§ Source passage
I honestly don't recall. I had some brute force code to trigger alerts
on connected chips. Maybe the idea was to catch situations where another
alert was raised after or during the first cycle.

As for "call smbus_do_alert_force() right away", I am not sure I understand.
Isn't that what the code is doing twice ?

Thanks,
Guenter

>>
>> This change reliably fixed the problem on a system with multiple devices
>> on a single bus. Example log where the device on address 0x18 (ADM1021)
>> and on address 0x4c (ADM7461A) both had the alert line asserted:
Side note: That was ADT7461A, not ADM7461A.


>>
>> smbus_alert 3-000c: SMBALERT# from dev 0x0c, flag 0
>> smbus_alert 3-000c: no driver alert()!
>> smbus_alert 3-000c: SMBALERT# from dev 0x0c, flag 0
>> smbus_alert 3-000c: no driver alert()!
>> lm90 3-0018: temp1 out of range, please check!
>> lm90 3-0018: Disabling ALERT#
>> lm90 3-0029: Everything OK
>> lm90 3-002a: Everything OK
>> lm90 3-004c: temp1 out of range, please check!
>> lm90 3-004c: temp2 out of range, please check!
>> lm90 3-004c: Disabling ALERT#
>>
>> Fixes: b5527a7766f0 ("i2c: Add SMBus alert support")
>> Signed-off-by: Guenter Roeck <linux@roeck-us.net>
>> ---
>>   drivers/i2c/i2c-smbus.c | 38 ++++++++++++++++++++++++++++++++++++--
>>   1 file changed, 36 insertions(+), 2 deletions(-)

§ Request
Can you carry the SMBus alert patch discussion above forward from its final line?

§ Supplied entries
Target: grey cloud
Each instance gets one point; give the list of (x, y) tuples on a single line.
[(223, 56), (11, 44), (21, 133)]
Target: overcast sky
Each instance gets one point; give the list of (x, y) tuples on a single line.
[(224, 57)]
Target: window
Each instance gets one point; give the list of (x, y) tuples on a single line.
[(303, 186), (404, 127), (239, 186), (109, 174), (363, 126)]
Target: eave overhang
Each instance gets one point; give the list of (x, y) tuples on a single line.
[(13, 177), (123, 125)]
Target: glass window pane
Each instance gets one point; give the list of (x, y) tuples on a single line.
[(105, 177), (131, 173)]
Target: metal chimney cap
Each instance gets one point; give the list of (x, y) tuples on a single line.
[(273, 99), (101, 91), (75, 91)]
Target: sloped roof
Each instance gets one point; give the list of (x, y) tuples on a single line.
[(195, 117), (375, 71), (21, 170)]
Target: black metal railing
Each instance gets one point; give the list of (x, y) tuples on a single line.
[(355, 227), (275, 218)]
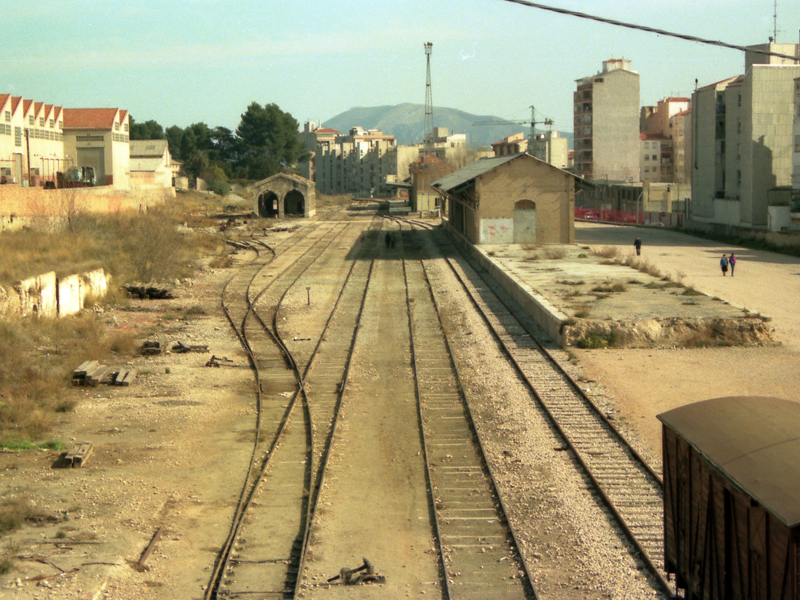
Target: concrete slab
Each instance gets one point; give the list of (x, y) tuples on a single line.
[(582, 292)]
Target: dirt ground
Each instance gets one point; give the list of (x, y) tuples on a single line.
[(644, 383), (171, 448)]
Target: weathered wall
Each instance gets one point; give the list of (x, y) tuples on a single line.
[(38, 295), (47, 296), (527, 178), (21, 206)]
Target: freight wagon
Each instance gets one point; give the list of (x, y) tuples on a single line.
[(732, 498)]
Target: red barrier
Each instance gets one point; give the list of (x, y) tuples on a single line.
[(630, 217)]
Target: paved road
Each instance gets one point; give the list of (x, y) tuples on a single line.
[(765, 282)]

==

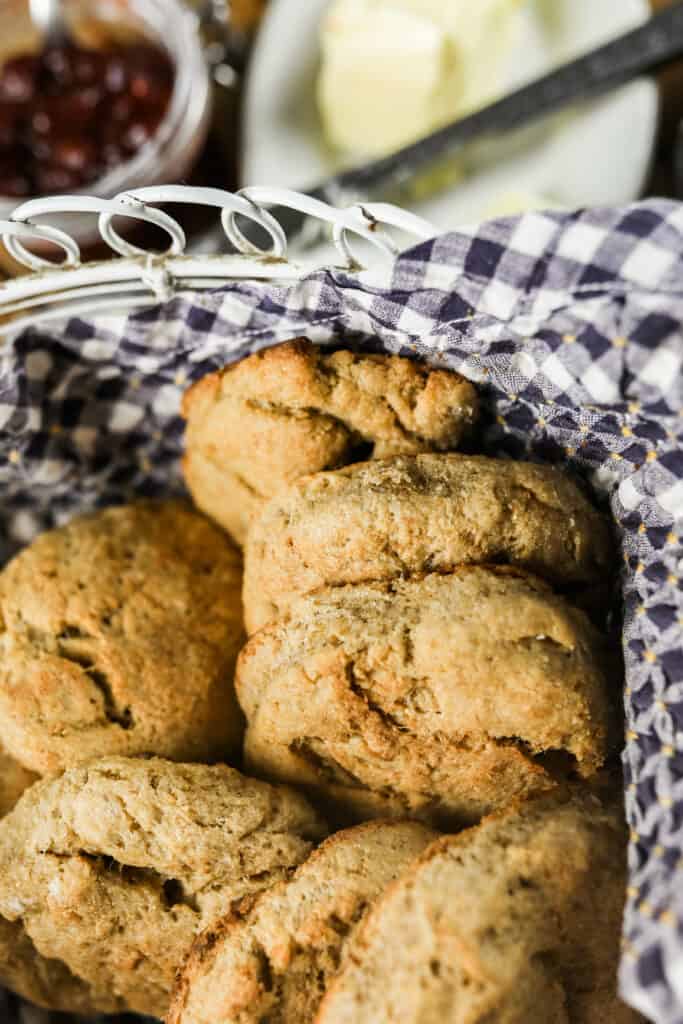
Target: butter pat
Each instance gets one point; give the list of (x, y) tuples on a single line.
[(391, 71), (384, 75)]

§ Result for this task
>>
>> diff --git a/drivers/i2c/i2c-smbus.c b/drivers/i2c/i2c-smbus.c
>> index 533c885b99ac..f48cec19db41 100644
>> --- a/drivers/i2c/i2c-smbus.c
>> +++ b/drivers/i2c/i2c-smbus.c
>> @@ -65,6 +65,32 @@ static int smbus_do_alert(struct device *dev, void *addrp)
>>   	return ret;
>>   }
>>   
>> +/* Same as above, but call back all drivers with alert handler */
>> +
>> +static int smbus_do_alert_force(struct device *dev, void *addrp)
>> +{
>> +	struct i2c_client *client = i2c_verify_client(dev);
>> +	struct alert_data *data = addrp;
>> +	struct i2c_driver *driver;
>> +
>> +	if (!client || (client->flags & I2C_CLIENT_TEN))
>> +		return 0;
>> +
>> +	/*
>> +	 * Drivers should either disable alerts, or provide at least
>> +	 * a minimal handler. Lock so the driver won't change.
>> +	 */
>> +	device_lock(dev);
>> +	if (client->dev.driver) {
>> +		driver = to_i2c_driver(client->dev.driver);
>> +		if (driver->alert)
>> +			driver->alert(client, data->type, data->data);
>> +	}
>> +	device_unlock(dev);
>> +
>> +	return 0;
>> +}
>> +
>>   /*
>>    * The alert IRQ handler needs to hand work off to a task which can issue
>>    * SMBus calls, because those sleeping calls can't be made in IRQ context.
>> @@ -74,6 +100,7 @@ static irqreturn_t smbus_alert(int irq, void *d)
>>   	struct i2c_smbus_alert *alert = d;
>>   	struct i2c_client *ara;
>>   	unsigned short prev_addr = 0;	/* Not a valid address */
>> +	int retries = 0;
>>   
>>   	ara = alert->ara;
>>   
>> @@ -111,8 +138,15 @@ static irqreturn_t smbus_alert(int irq, void *d)
>>   		 * Note: This assumes that a driver with alert handler handles
>>   		 * the alert properly and clears it if necessary.
>>   		 */
>> -		if (data.addr == prev_addr && status != -EBUSY)
>> -			break;
>> +		if (data.addr == prev_addr && status != -EBUSY) {
>> +			/* retry once */
>> +			if (retries++)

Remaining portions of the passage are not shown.